Monitor

[edit on GitHub]

Monitoring the Chef Infra Server involves two types of checks: application and system. In addition monitoring the HTTP requests that workstations and nodes are making to the Chef Infra Server and per-disk data storage volumes is recommended.

Monitoring Priorities

The following sections describe the priorities for monitoring of the Chef Infra Server. In particular, running out of disk space is the primary cause of failure.

Disks

Over time, and with enough data, disks will fill up or exceed the per-disk quotas that may have been set for them and they will not be able to write data. A disk that is not able to write data will not be able to support certain components of the Chef Infra Server, such as PostgreSQL, RabbitMQ, service log files, and deleted file handles. Monitoring disk usage is the best way to ensure that disks don’t fill up or exceed their quota.

Use the following commands to monitor global disk usage on a Chef Infra Server with a typical installation:

du -sh /var/opt/opscode

and:

du -sh /var/log/opscode

To keep the Chef Infra Server healthy, both /var/opt/opscode and /var/log/opscode should never exceed 80% use. In situations where disk space grows at a rapid pace, it may be preferable to shut down the Chef Infra Server and contact Chef support.

The following components should be monitored for signs that disks may be rapidly filling up:

PostgreSQL PostgreSQL is the data store for the Chef Infra Server.
RabbitMQ The RabbitMQ data folder can fill up if the opscode-expander service is not able to keep up with the data being moved into the search database by RabbitMQ. When the opscode-expander service falls behind, RabbitMQ will start storing the individual messages on-disk while it waits for the opscode-expander service to catch up. If the RabbitMQ disk fills up completely, RabbitMQ will need to be restarted to free up the disk space and any data that was stored on-disk will be lost.
Log files If /var/log/opscode is taking up a lot of disk space, ensure that the Chef Infra Server log rotation cron job is running without errors. These errors can be found in /var/log/messages, /var/log/syslog and/or the root user’s local mail.
Deleted file handles Running processes with file handles associated with one (or more) deleted files will prevent the disk space being used by the deleted files from being reclaimed. Use the sudo lsof | grep '(deleted)' command to find all deleted file handles.

§ **Dataset extract**:
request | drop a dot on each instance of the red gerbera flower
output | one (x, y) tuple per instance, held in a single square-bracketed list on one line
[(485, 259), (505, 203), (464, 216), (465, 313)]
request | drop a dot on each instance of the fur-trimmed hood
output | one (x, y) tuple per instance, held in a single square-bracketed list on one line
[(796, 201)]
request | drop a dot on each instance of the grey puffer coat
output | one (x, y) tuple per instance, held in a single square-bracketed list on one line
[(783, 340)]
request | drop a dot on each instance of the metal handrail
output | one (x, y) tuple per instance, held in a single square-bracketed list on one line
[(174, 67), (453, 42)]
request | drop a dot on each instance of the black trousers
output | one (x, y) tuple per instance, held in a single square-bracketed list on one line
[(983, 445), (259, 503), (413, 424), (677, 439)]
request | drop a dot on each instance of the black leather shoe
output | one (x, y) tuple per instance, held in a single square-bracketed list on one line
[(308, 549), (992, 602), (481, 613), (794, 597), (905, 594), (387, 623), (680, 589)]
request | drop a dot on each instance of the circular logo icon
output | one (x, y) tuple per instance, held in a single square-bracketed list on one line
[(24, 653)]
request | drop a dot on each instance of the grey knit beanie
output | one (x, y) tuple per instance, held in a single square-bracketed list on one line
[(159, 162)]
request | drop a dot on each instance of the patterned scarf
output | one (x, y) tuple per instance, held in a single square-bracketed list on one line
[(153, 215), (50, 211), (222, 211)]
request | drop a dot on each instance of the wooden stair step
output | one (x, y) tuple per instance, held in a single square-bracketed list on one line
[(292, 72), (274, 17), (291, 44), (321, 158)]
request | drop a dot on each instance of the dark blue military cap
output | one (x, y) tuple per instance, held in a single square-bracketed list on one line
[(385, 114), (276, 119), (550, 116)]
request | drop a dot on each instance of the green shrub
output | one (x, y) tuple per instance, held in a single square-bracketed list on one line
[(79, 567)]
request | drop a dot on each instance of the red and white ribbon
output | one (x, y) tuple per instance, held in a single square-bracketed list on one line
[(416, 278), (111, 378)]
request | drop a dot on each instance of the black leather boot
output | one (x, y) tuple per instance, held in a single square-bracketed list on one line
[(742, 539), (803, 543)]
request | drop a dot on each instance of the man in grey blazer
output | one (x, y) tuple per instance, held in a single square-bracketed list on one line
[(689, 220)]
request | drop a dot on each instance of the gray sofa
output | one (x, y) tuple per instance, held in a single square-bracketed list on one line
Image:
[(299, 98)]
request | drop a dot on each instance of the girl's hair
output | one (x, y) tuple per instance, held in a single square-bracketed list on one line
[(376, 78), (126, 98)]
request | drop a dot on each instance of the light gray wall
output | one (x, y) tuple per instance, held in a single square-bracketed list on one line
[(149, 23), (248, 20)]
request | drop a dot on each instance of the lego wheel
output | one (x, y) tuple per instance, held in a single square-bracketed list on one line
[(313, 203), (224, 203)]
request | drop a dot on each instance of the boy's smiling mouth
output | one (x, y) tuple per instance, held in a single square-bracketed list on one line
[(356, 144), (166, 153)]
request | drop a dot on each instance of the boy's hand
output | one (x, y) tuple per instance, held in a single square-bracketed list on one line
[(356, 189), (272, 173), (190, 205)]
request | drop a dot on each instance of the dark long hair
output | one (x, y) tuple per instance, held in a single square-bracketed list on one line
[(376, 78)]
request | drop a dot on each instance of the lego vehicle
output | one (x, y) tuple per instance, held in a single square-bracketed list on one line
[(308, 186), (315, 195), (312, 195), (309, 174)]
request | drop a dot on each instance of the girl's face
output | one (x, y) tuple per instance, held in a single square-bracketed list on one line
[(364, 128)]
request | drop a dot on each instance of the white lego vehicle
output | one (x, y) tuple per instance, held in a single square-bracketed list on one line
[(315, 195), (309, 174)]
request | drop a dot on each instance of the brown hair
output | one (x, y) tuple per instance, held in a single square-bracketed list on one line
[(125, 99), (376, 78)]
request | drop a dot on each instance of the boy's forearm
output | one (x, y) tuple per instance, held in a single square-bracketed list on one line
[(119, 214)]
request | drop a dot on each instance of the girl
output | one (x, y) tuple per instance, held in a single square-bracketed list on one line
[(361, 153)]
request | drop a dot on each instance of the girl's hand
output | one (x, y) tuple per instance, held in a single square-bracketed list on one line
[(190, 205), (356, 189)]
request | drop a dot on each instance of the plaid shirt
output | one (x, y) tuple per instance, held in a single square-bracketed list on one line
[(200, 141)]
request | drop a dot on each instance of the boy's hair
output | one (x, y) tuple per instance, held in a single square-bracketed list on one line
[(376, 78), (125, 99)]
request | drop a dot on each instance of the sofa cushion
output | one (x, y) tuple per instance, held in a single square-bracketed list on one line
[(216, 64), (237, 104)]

§ **Directions**:
A: Summarize the Chef Infra Server monitoring page in two sentences.
B: Resume the Chef Infra Server monitoring page, picking up after its final sentence.
The rows are separate material from the Chef Infra Server monitoring page.

§ **The results**:
A: Monitoring the Chef Infra Server involves application and system checks, along with watching HTTP requests from workstations and nodes and per-disk data storage volumes, and running out of disk space is the primary cause of failure. Disk usage in /var/opt/opscode and /var/log/opscode should be checked with du -sh and kept below 80% use, while PostgreSQL, RabbitMQ, log files, and deleted file handles should be watched for signs that disks are filling up rapidly.

B:
Application Checks

Application-level checks should be done periodically to ensure that there is enough disk space, enough memory, and that the front-end and back-end services are communicating.

Erlang

Many components of the Chef Infra Server are written using Erlang and run on the BEAM virtual machine. One feature of Erlang and BEAM is the ability to interact with the running service using a command shell. For example:

cd /opt/opscode/embedded
  export PATH=$PATH:/opt/opscode/bin:/opt/opscode/embedded/bin
  bin/erl -setcookie service_name -name me@127.0.0.1 -remsh service_name@127.0.0.1

where service_name is bifrost or erchef. This command will then open a shell that is connected to the Erchef processes:

Erlang R15B02 (erts-5.9.2) [source] [64-bit] ...

Warning

Connecting to the Erlang processes should only be done when directed by Chef support services.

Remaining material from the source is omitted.